### Requirement
Please copy, word for word, the line that contains "Drop one marker on each instance of the white" and every line after it through the end of the records, and nothing more.

### Data extract
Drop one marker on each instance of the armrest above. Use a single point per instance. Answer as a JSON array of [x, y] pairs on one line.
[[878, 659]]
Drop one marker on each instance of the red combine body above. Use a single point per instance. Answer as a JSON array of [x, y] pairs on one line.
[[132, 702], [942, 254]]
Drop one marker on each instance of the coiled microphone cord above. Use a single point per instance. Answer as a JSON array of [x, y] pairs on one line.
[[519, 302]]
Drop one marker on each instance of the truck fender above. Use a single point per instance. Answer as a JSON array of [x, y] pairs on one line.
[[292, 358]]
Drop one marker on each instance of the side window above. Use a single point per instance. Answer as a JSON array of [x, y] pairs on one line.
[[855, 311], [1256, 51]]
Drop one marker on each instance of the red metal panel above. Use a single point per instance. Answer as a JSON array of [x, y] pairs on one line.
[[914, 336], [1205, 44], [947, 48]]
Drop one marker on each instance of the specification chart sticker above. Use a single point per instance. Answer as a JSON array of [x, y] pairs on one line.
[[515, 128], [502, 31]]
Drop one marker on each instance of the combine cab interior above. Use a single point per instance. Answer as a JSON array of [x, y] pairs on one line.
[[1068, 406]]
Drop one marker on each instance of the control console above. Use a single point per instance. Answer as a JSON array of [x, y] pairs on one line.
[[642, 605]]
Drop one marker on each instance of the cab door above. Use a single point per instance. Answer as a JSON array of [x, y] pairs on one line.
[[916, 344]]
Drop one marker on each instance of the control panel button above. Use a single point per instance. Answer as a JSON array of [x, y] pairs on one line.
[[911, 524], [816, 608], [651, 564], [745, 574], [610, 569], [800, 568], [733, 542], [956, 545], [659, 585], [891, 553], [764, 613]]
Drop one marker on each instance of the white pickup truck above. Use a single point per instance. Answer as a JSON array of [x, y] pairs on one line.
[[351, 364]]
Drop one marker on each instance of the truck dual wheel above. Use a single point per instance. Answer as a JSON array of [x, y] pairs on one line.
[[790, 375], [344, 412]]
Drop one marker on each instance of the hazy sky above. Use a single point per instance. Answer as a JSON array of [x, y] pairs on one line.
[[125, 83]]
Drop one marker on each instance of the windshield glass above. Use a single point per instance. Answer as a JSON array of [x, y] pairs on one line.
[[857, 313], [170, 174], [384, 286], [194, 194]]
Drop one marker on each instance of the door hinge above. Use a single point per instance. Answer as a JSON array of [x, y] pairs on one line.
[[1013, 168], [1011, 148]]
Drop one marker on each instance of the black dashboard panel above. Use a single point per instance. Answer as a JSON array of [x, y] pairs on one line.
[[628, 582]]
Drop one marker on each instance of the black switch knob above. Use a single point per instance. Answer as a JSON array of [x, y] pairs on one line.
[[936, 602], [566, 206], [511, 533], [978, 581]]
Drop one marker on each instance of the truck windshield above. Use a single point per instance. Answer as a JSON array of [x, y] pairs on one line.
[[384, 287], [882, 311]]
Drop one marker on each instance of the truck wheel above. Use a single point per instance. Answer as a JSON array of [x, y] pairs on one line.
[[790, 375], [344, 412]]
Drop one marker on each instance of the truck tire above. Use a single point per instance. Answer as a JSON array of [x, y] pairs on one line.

### Task solution
Drop one marker on each instance of the white pickup truck above. Use a single point per instance. Answer as a JSON array of [x, y] pairs on one line.
[[351, 364]]
Drop one marker on each instance of the truck dual wheel above. Use a single point per instance. Answer as a JSON array of [x, y] pairs on one line.
[[790, 375], [344, 412]]
Drop one marker on each instance of the hazy sky above. Use a single point per instance. Answer as a JSON array of [x, y] pairs on one line.
[[125, 83]]
Drop one marker on each instance of the windshield glass above. Use a single point per instance. Answer as a JSON array of [x, y] pairs on one line.
[[857, 313], [170, 174], [384, 286], [194, 194]]
Drop one marker on each instance of the door hinge above. Use a single point per instance. Answer as a JSON array of [x, y] pairs on one line.
[[1013, 168], [1011, 148]]
Drop one marker on each instance of the black dashboard panel above. Use a single point per instance. Answer as a JSON array of [x, y] pairs on one line.
[[628, 582]]
Drop one marker on each instance of the black switch knob above. Use a single point per instance. Answer as a JSON array of [x, y] pairs on one line.
[[936, 602], [566, 206], [511, 533], [978, 581]]
Drop one marker on each instance of the truck windshield above. Use a single point per instance. Answer as a JSON array of [x, y] pairs on one line.
[[384, 287], [882, 311]]
Drop one marker on each instance of the truck wheel above. Use a single point per instance. Answer as a JSON array of [x, y] pairs on one line.
[[790, 375], [344, 412]]
Drop one marker on each instance of the truck tire above. Use a single point per instance. Answer as a JSON array of [x, y] pairs on one line.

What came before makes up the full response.